* **Stated task**
Return every entry exactly as written.

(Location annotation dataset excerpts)
** BEGIN **

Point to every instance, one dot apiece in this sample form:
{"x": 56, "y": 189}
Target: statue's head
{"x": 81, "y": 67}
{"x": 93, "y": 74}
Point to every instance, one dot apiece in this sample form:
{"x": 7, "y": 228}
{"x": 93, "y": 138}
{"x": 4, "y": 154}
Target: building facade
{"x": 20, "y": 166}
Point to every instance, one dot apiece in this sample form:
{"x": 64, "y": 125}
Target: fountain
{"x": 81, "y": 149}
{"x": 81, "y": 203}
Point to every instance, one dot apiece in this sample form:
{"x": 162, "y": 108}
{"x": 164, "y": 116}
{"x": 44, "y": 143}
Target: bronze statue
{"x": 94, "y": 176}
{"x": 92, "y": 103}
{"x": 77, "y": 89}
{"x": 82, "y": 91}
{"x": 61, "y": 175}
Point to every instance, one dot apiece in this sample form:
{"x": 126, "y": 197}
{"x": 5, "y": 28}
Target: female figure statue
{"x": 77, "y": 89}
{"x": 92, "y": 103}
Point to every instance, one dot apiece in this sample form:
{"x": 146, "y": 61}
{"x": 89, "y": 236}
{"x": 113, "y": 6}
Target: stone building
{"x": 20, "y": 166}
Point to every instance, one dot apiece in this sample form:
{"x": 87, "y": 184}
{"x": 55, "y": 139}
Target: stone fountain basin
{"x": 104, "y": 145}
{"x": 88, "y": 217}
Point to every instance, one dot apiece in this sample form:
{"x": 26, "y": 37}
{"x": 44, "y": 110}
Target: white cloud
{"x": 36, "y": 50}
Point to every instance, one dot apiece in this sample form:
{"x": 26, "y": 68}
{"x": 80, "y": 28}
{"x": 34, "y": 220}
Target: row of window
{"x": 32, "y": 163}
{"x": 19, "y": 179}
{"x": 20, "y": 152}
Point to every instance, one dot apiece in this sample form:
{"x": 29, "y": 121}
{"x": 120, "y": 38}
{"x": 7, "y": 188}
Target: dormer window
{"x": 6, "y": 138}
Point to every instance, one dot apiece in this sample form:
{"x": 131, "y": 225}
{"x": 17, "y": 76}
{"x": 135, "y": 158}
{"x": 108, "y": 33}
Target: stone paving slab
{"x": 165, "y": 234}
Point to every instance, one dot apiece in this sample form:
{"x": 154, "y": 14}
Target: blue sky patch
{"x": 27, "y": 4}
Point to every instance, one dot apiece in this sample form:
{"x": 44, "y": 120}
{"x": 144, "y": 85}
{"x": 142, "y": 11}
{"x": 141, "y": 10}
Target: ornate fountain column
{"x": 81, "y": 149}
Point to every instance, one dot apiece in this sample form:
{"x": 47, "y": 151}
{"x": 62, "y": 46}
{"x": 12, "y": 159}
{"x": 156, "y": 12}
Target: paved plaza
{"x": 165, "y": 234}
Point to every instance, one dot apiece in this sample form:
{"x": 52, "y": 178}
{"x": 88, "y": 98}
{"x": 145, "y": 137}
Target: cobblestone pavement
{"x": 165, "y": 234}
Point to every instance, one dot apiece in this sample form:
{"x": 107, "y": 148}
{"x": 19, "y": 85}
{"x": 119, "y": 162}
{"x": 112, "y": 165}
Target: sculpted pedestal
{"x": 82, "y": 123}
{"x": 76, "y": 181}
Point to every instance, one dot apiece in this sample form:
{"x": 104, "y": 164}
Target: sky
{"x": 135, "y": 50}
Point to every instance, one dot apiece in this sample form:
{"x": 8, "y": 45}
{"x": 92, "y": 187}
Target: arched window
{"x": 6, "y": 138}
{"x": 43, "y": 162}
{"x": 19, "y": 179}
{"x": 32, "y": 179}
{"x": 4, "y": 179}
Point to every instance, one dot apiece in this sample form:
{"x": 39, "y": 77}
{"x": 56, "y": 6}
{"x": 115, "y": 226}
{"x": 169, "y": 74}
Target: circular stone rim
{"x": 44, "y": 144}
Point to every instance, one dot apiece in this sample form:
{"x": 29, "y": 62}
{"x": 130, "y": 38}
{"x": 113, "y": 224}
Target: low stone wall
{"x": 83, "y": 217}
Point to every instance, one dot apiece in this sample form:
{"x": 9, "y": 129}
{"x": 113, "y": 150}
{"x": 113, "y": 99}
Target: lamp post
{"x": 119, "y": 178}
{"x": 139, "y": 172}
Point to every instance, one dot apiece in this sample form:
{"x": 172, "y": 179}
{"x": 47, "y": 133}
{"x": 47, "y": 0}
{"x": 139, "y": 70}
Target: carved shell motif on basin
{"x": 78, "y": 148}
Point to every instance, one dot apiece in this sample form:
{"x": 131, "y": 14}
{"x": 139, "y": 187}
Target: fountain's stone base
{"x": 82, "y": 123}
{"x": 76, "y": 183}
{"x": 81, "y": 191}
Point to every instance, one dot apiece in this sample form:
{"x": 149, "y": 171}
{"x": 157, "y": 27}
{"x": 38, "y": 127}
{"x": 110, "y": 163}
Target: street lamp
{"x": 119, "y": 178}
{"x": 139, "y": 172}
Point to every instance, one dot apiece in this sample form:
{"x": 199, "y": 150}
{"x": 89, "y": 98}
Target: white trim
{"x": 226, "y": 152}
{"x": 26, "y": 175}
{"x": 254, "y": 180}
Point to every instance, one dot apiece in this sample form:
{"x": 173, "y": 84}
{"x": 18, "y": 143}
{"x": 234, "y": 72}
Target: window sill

** END **

* **Response to this task**
Point to every instance, one dot apiece in this sample form:
{"x": 56, "y": 189}
Target: statue's head
{"x": 81, "y": 67}
{"x": 93, "y": 74}
Point to every instance, one dot apiece in this sample form:
{"x": 7, "y": 228}
{"x": 93, "y": 138}
{"x": 4, "y": 154}
Target: building facade
{"x": 20, "y": 166}
Point to every instance, one dot apiece in this sample form:
{"x": 64, "y": 125}
Target: fountain
{"x": 81, "y": 149}
{"x": 81, "y": 203}
Point to every instance, one dot apiece in this sample form:
{"x": 162, "y": 108}
{"x": 164, "y": 116}
{"x": 44, "y": 143}
Target: bronze statue
{"x": 94, "y": 176}
{"x": 92, "y": 103}
{"x": 77, "y": 89}
{"x": 82, "y": 91}
{"x": 61, "y": 175}
Point to every instance, one dot apiece in this sample form:
{"x": 126, "y": 197}
{"x": 5, "y": 28}
Target: female figure statue
{"x": 77, "y": 89}
{"x": 92, "y": 103}
Point to every instance, one dot apiece in this sample form:
{"x": 146, "y": 61}
{"x": 89, "y": 236}
{"x": 113, "y": 6}
Target: stone building
{"x": 20, "y": 166}
Point to every instance, one dot apiece in this sample form:
{"x": 87, "y": 184}
{"x": 55, "y": 139}
Target: stone fountain basin
{"x": 104, "y": 145}
{"x": 88, "y": 217}
Point to every instance, one dot apiece in this sample form:
{"x": 26, "y": 37}
{"x": 44, "y": 110}
Target: white cloud
{"x": 36, "y": 50}
Point to every instance, one dot apiece in this sample form:
{"x": 26, "y": 68}
{"x": 80, "y": 28}
{"x": 34, "y": 220}
Target: row of window
{"x": 32, "y": 163}
{"x": 19, "y": 179}
{"x": 20, "y": 152}
Point to every instance, one dot apiece in this sample form:
{"x": 29, "y": 121}
{"x": 120, "y": 38}
{"x": 7, "y": 188}
Target: dormer window
{"x": 6, "y": 138}
Point to every instance, one dot apiece in this sample form:
{"x": 131, "y": 225}
{"x": 17, "y": 76}
{"x": 135, "y": 158}
{"x": 108, "y": 33}
Target: stone paving slab
{"x": 165, "y": 234}
Point to every instance, one dot apiece in this sample form:
{"x": 154, "y": 14}
Target: blue sky patch
{"x": 27, "y": 4}
Point to every instance, one dot apiece in this sample form:
{"x": 44, "y": 120}
{"x": 144, "y": 85}
{"x": 142, "y": 11}
{"x": 141, "y": 10}
Target: ornate fountain column
{"x": 81, "y": 149}
Point to every instance, one dot apiece in this sample form:
{"x": 47, "y": 151}
{"x": 62, "y": 46}
{"x": 12, "y": 159}
{"x": 156, "y": 12}
Target: paved plaza
{"x": 165, "y": 234}
Point to every instance, one dot apiece in this sample form:
{"x": 52, "y": 178}
{"x": 88, "y": 98}
{"x": 145, "y": 137}
Target: cobblestone pavement
{"x": 165, "y": 234}
Point to every instance, one dot apiece in this sample form:
{"x": 107, "y": 148}
{"x": 19, "y": 85}
{"x": 119, "y": 162}
{"x": 112, "y": 165}
Target: sculpted pedestal
{"x": 82, "y": 123}
{"x": 76, "y": 181}
Point to every instance, one dot apiece in this sample form:
{"x": 104, "y": 164}
Target: sky
{"x": 135, "y": 50}
Point to every instance, one dot apiece in this sample form:
{"x": 8, "y": 45}
{"x": 92, "y": 187}
Target: arched window
{"x": 6, "y": 138}
{"x": 43, "y": 162}
{"x": 19, "y": 179}
{"x": 32, "y": 179}
{"x": 4, "y": 179}
Point to every instance, one dot apiece in this sample form:
{"x": 39, "y": 77}
{"x": 56, "y": 6}
{"x": 115, "y": 226}
{"x": 169, "y": 74}
Target: circular stone rim
{"x": 44, "y": 144}
Point to every instance, one dot apiece in this sample form:
{"x": 29, "y": 62}
{"x": 130, "y": 38}
{"x": 113, "y": 224}
Target: low stone wall
{"x": 83, "y": 217}
Point to every instance, one dot apiece in this sample form:
{"x": 9, "y": 129}
{"x": 113, "y": 150}
{"x": 113, "y": 99}
Target: lamp post
{"x": 119, "y": 178}
{"x": 139, "y": 172}
Point to every instance, one dot apiece in this sample form:
{"x": 172, "y": 179}
{"x": 47, "y": 133}
{"x": 47, "y": 0}
{"x": 139, "y": 70}
Target: carved shell motif on basin
{"x": 78, "y": 148}
Point to every instance, one dot apiece in this sample form:
{"x": 131, "y": 14}
{"x": 139, "y": 187}
Target: fountain's stone base
{"x": 82, "y": 123}
{"x": 76, "y": 183}
{"x": 81, "y": 191}
Point to every instance, one dot apiece in this sample form:
{"x": 149, "y": 171}
{"x": 157, "y": 27}
{"x": 38, "y": 127}
{"x": 110, "y": 163}
Target: street lamp
{"x": 119, "y": 178}
{"x": 139, "y": 172}
Point to every instance, one dot apiece in this sample form:
{"x": 199, "y": 150}
{"x": 89, "y": 98}
Target: white trim
{"x": 226, "y": 152}
{"x": 26, "y": 175}
{"x": 254, "y": 180}
Point to every instance, one dot apiece in this sample form:
{"x": 173, "y": 84}
{"x": 18, "y": 143}
{"x": 234, "y": 72}
Target: window sill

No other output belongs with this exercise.